Repeat every entry below exactly as given.

Exercise data START

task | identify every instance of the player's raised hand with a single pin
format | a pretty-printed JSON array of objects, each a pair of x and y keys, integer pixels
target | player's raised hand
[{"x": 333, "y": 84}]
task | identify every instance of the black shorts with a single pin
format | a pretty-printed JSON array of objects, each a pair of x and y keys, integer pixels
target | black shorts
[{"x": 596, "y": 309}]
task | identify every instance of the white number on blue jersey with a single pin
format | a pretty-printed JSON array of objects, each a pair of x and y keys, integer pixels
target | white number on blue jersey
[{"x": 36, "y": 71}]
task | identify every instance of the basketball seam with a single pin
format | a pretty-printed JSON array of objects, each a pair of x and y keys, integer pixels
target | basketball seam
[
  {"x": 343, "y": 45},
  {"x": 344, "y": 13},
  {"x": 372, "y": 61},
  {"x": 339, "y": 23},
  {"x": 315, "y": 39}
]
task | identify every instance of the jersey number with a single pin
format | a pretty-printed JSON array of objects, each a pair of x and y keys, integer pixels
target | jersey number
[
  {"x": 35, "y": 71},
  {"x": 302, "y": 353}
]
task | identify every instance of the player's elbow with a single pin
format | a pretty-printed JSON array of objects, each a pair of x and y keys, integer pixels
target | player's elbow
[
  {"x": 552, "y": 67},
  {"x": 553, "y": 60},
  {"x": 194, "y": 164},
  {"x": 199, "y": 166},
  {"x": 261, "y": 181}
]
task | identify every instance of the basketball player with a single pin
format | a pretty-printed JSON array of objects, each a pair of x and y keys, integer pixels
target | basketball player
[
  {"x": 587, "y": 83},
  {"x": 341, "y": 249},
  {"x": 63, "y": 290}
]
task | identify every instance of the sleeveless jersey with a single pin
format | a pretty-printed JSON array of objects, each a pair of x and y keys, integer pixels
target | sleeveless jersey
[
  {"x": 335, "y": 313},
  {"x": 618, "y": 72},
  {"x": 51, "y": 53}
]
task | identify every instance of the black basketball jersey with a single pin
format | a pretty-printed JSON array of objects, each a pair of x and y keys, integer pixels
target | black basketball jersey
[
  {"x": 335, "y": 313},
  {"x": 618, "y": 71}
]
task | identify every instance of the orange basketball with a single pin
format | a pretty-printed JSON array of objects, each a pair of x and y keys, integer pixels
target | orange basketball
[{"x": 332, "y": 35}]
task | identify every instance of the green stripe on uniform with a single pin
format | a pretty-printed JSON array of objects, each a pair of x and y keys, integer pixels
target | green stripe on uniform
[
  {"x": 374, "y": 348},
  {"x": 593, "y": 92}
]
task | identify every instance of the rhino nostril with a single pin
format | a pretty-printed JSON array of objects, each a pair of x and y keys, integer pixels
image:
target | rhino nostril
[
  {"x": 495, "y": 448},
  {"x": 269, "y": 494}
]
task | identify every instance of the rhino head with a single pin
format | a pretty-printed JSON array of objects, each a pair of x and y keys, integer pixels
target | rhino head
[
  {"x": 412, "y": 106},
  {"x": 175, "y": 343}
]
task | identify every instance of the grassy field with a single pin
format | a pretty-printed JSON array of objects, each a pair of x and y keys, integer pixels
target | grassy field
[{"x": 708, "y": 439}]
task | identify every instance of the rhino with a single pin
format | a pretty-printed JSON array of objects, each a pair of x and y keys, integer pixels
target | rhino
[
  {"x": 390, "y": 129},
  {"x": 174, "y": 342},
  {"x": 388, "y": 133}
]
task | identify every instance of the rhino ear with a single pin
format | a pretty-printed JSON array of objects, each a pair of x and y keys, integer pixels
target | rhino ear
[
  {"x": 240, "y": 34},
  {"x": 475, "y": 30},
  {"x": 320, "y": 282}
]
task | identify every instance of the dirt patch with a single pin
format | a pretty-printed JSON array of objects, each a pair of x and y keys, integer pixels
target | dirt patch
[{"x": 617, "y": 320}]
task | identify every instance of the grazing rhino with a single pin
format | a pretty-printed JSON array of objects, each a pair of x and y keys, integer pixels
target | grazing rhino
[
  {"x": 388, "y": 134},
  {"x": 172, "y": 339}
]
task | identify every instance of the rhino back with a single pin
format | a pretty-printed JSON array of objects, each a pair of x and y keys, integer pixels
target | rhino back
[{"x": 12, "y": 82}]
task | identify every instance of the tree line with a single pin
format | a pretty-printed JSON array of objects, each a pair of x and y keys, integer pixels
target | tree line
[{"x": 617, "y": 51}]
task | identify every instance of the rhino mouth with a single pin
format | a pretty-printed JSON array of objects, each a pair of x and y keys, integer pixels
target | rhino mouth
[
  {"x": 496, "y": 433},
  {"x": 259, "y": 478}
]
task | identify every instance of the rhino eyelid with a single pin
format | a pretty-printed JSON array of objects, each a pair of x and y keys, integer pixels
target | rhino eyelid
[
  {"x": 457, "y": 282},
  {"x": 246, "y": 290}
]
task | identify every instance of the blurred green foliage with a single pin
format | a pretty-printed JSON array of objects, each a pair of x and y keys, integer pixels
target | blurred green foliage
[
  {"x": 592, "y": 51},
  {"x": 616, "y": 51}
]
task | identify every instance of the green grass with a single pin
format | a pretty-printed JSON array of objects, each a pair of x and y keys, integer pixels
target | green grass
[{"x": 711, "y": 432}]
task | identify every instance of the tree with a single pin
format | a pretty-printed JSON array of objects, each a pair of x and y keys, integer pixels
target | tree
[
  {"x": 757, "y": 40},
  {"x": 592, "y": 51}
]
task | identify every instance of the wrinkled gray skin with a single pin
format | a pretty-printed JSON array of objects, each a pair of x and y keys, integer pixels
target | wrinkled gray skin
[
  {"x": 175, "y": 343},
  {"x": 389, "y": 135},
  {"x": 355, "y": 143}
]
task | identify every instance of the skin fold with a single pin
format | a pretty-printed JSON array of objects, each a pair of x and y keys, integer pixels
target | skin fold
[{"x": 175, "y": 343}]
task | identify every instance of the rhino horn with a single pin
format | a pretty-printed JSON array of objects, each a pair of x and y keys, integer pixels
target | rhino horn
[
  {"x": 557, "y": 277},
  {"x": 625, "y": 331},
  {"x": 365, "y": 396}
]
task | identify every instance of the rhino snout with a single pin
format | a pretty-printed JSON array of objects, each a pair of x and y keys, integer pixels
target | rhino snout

Exercise data END

Exercise answer >>
task | identify every instance of the player's raised hand with a single pin
format | a pretty-printed JSON array of objects, each a pair of x and y keys, integer pixels
target | player's raised hand
[{"x": 333, "y": 84}]
task | identify every instance of the black shorts with a single pin
format | a pretty-printed JSON array of objects, each a pair of x and y keys, integer pixels
target | black shorts
[{"x": 596, "y": 309}]
task | identify every instance of the white number on blue jersey with a single pin
format | a pretty-printed JSON array of objects, each a pair of x and y keys, integer pixels
target | white number on blue jersey
[{"x": 36, "y": 71}]
task | identify every instance of the basketball seam with a single pin
format | a pretty-printed JSON array of objects, each a pair of x and y keys, integer pixels
target | basketball seam
[
  {"x": 343, "y": 45},
  {"x": 344, "y": 13},
  {"x": 372, "y": 61},
  {"x": 339, "y": 23},
  {"x": 315, "y": 39}
]
task | identify every instance of the jersey number with a single pin
format | a pretty-printed JSON array of objects, each a pair of x and y keys, integer pixels
target | jersey number
[
  {"x": 35, "y": 71},
  {"x": 302, "y": 353}
]
task | identify every instance of the player's elbow with a single pin
format | a pretty-printed JSON array of objects, each a pair of x and y keys, integer pixels
target | player's elbow
[
  {"x": 552, "y": 67},
  {"x": 553, "y": 60},
  {"x": 194, "y": 164},
  {"x": 199, "y": 166},
  {"x": 261, "y": 181}
]
task | identify every instance of the basketball player with a single pin
format | a pretty-printed JSON array of objects, each a pair of x and y keys, integer pixels
target | basketball player
[
  {"x": 587, "y": 83},
  {"x": 341, "y": 249},
  {"x": 63, "y": 290}
]
task | identify every instance of the sleeveless jersey with a single pin
format | a pretty-printed JSON array of objects, each a pair of x and y keys, integer pixels
target | sleeveless jersey
[
  {"x": 335, "y": 313},
  {"x": 618, "y": 72},
  {"x": 51, "y": 53}
]
task | identify every instance of the black basketball jersey with a single pin
format | a pretty-printed JSON array of objects, each a pair of x and y keys, integer pixels
target | black basketball jersey
[
  {"x": 335, "y": 313},
  {"x": 618, "y": 71}
]
task | identify every instance of the orange basketball with a single pin
format | a pretty-printed JSON array of objects, each a pair of x and y keys, integer pixels
target | orange basketball
[{"x": 332, "y": 35}]
task | identify every instance of the green stripe on uniform with a single pin
format | a pretty-printed JSON array of objects, each a pair of x and y keys, integer pixels
target | green stripe on uniform
[
  {"x": 374, "y": 348},
  {"x": 593, "y": 92}
]
task | identify every instance of the rhino nostril with a single pin
format | a pretty-printed JSON array of objects, each a pair of x and y keys, integer pixels
image:
target | rhino nostril
[
  {"x": 495, "y": 448},
  {"x": 269, "y": 494}
]
task | identify every instance of the rhino head with a single pin
format | a pretty-printed JSON array of objects, each a pair of x and y keys, integer pixels
target | rhino head
[
  {"x": 412, "y": 106},
  {"x": 175, "y": 343}
]
task | identify every instance of the grassy field with a single pin
format | a pretty-printed JSON array of objects, each a pair of x and y keys, integer pixels
target | grassy field
[{"x": 708, "y": 439}]
task | identify every instance of the rhino with a single pin
format | a pretty-printed JSON array of objects, each a pair of x and y keys, integer pixels
target | rhino
[
  {"x": 390, "y": 129},
  {"x": 174, "y": 342},
  {"x": 388, "y": 133}
]
task | identify every instance of the rhino ear with a single pin
format | a pretty-printed JSON array of objects, each a pair of x and y keys, integer pixels
target | rhino ear
[
  {"x": 240, "y": 34},
  {"x": 475, "y": 30},
  {"x": 320, "y": 282}
]
task | identify every instance of the dirt patch with a single pin
format | a pretty-printed JSON array of objects, each a pair of x and y keys, integer pixels
target | dirt patch
[{"x": 617, "y": 320}]
task | identify every instance of the grazing rhino with a single pin
format | a pretty-printed JSON array of objects, each a pair of x and y keys, integer pixels
target | grazing rhino
[
  {"x": 388, "y": 134},
  {"x": 172, "y": 339}
]
task | identify every instance of the rhino back with a single pin
format | a pretty-printed JSON array of objects, each a pair of x and y keys, integer pixels
target | rhino back
[{"x": 12, "y": 82}]
task | identify every instance of the tree line with a single pin
format | a pretty-printed JSON array of objects, each a pair of x and y keys, integer pixels
target | tree line
[{"x": 617, "y": 51}]
task | identify every instance of the rhino mouth with a single pin
format | a pretty-printed JSON array of objects, each a pair of x and y keys, integer pixels
target | rhino mouth
[
  {"x": 496, "y": 433},
  {"x": 259, "y": 478}
]
task | identify every instance of the rhino eyelid with a single pin
format | a pretty-printed JSON array of objects, each a pair of x and y keys, integer pixels
target | rhino eyelid
[
  {"x": 457, "y": 282},
  {"x": 246, "y": 290}
]
task | identify every instance of the blurred green foliage with a single pin
format | a pretty-printed JSON array of objects, each a pair of x and y keys, integer pixels
target | blurred green foliage
[
  {"x": 592, "y": 51},
  {"x": 616, "y": 51}
]
task | identify every instance of the green grass with a single pin
format | a pretty-printed JSON array of objects, each a pair of x and y keys, integer pixels
target | green grass
[{"x": 711, "y": 432}]
task | identify every instance of the tree with a single pin
format | a pretty-printed JSON array of objects, each a pair of x and y keys, integer pixels
target | tree
[
  {"x": 757, "y": 40},
  {"x": 592, "y": 51}
]
task | identify every instance of the wrinkled gray skin with a single pin
format | a pretty-printed JSON array of objects, each a pair of x and y keys, integer pixels
target | wrinkled gray skin
[
  {"x": 175, "y": 343},
  {"x": 389, "y": 135},
  {"x": 355, "y": 143}
]
task | identify every instance of the skin fold with a single pin
format | a pretty-printed JSON array of objects, each a pair of x and y keys, integer pixels
target | skin fold
[{"x": 175, "y": 343}]
task | identify every instance of the rhino horn with a single pin
format | a pretty-printed JSON array of objects, each a pair of x and y keys, integer pixels
target | rhino horn
[
  {"x": 557, "y": 277},
  {"x": 625, "y": 331},
  {"x": 365, "y": 396}
]
task | identify every instance of the rhino snout with a single pin
format | a pretty-printed JSON array of objects, each a pair of x and y keys, integer pixels
target | rhino snout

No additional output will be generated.